- DIRECTIVES
a: Change the stretch of the forum thread on driver acceptance rates from "## DexNex (Apr" through "Uber to track." so that "partner app" reads "driver app", and give that stretch in full.
b: Answer these questions about the forum thread on driver acceptance rates:
(i) Which website does the first post suggest going to?
(ii) On what date did Taxi Driver in Arizona post?
(iii) What acceptance rate does DexNex say they run?
c: Continue the forum thread on driver acceptance rates from the point where it stops.

- SOURCE DOCUMENT
------------------------------------

Hmmmm maybe you should go to UberLawsuit.com and email the attorney. Ask if they need an expert witness. And for a fee bcuz that can be a paid service!


----------



## Taxi Driver in Arizona (Mar 18, 2015)

LA Cabbie said:


> You uber drivers really have a case with acceptance rate as a criteria for being an employee more than contractor. As a truly ic cabbie, I can reject calls all day. Never had a problem with acceptance rate.


Same here. I reject calls all day every day.


----------



## DexNex (Apr 18, 2015)

I run about 50-60% acceptance rate ALL THE TIME. Never had even a peep from Uber here.

As for the idea that you can quickly cancel an accepted request and it has no effect, bullshit. EVERY interaction you make with the partner app can be tracked as a data point. Simply put, you will show up in the teradata with a large variance from the norm. It would be quite easy for Uber to track.

------------------------------------

- SUPPLIED DATA
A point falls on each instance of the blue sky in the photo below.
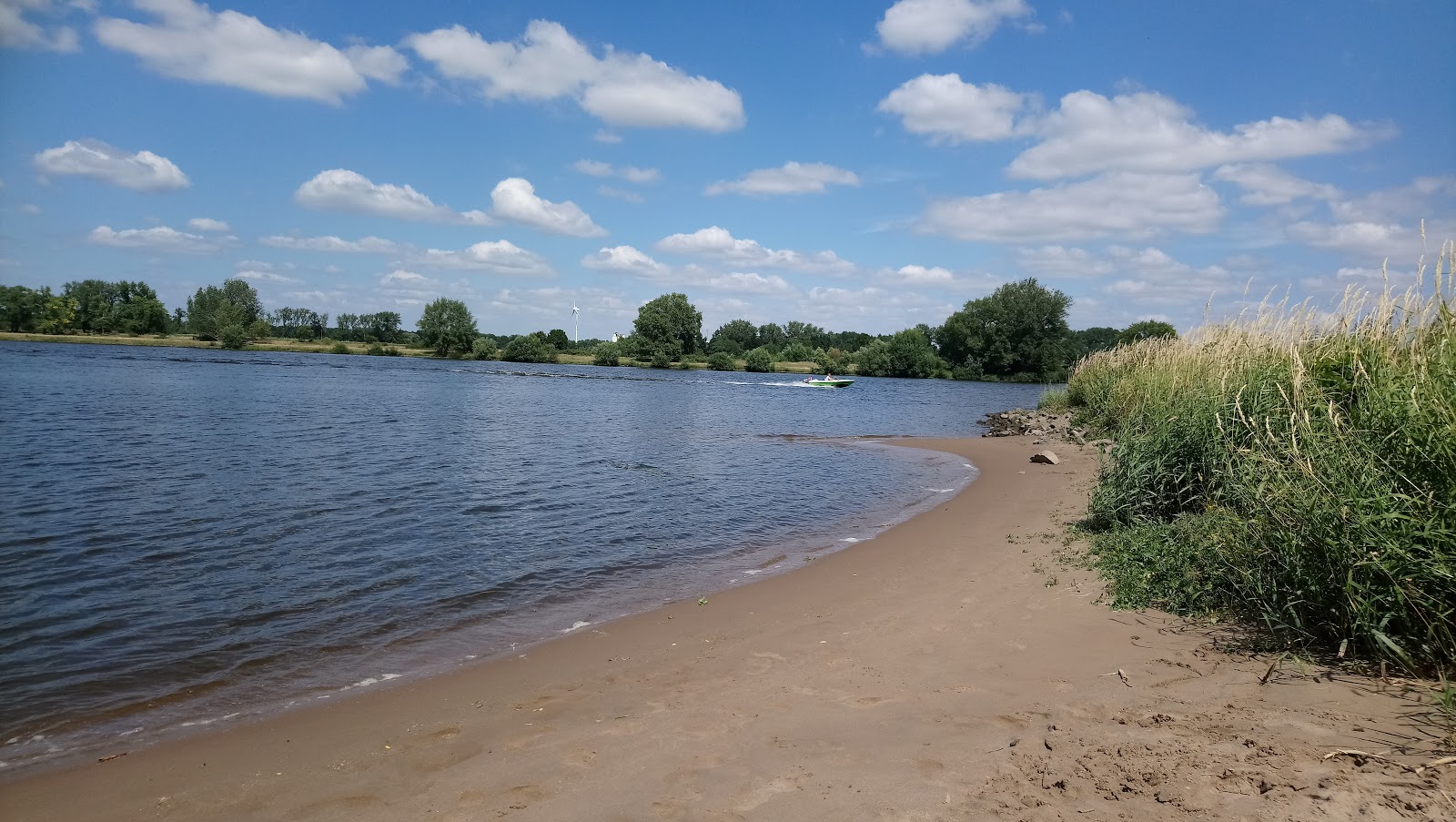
(859, 165)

------------------------------------

- REPLIES
a:
## DexNex (Apr 18, 2015)

I run about 50-60% acceptance rate ALL THE TIME. Never had even a peep from Uber here.

As for the idea that you can quickly cancel an accepted request and it has no effect, bullshit. EVERY interaction you make with the driver app can be tracked as a data point. Simply put, you will show up in the teradata with a large variance from the norm. It would be quite easy for Uber to track.

b:
(i) UberLawsuit.com
(ii) Mar 18, 2015
(iii) About 50-60%

c:
----------



## New Girl (Mar 16, 2015)

JaguaGirl said:


> I got a text but it's not for cancellations, it's a warning for low acceptance. I told them before, as a woman driver, I'm not accepting every ping for safety reasons & they've largely left me alone about it, until now. I'll be sending them an email again or go into the local office. There isn't much I'm going to change about my level of acceptance.


I got one too for low acceptance!! But this week I was at 34% lol.


----------



## JaguaGirl (May 17, 2015)

New Girl said:


> I got one too for low acceptance!! But this week I was at 34% lol.


Lol. Now, I don't feel bad b/c mine hovers between 50-60%.


----------



## Another Uber Driver (May 27, 2015)

LA Cabbie said:


> I can reject calls all day.





Taxi Driver in Arizona said:


> I reject calls all day every day.


Are you rejecting the jobs unopened, or do you see the whole thing? or part of it?

Most of the companies with which I have experience that use a digital/computer/satellite/GPS call assignment system will show you the minimum information, such as a zone where the call is and you can reject or accept it based only on that. I am aware of one company that does show the whole thing: pick-up, drop-off, name, due time (if any) and if it is a contract, or not. Funny, he does not have too much trouble getting drivers to cover his work.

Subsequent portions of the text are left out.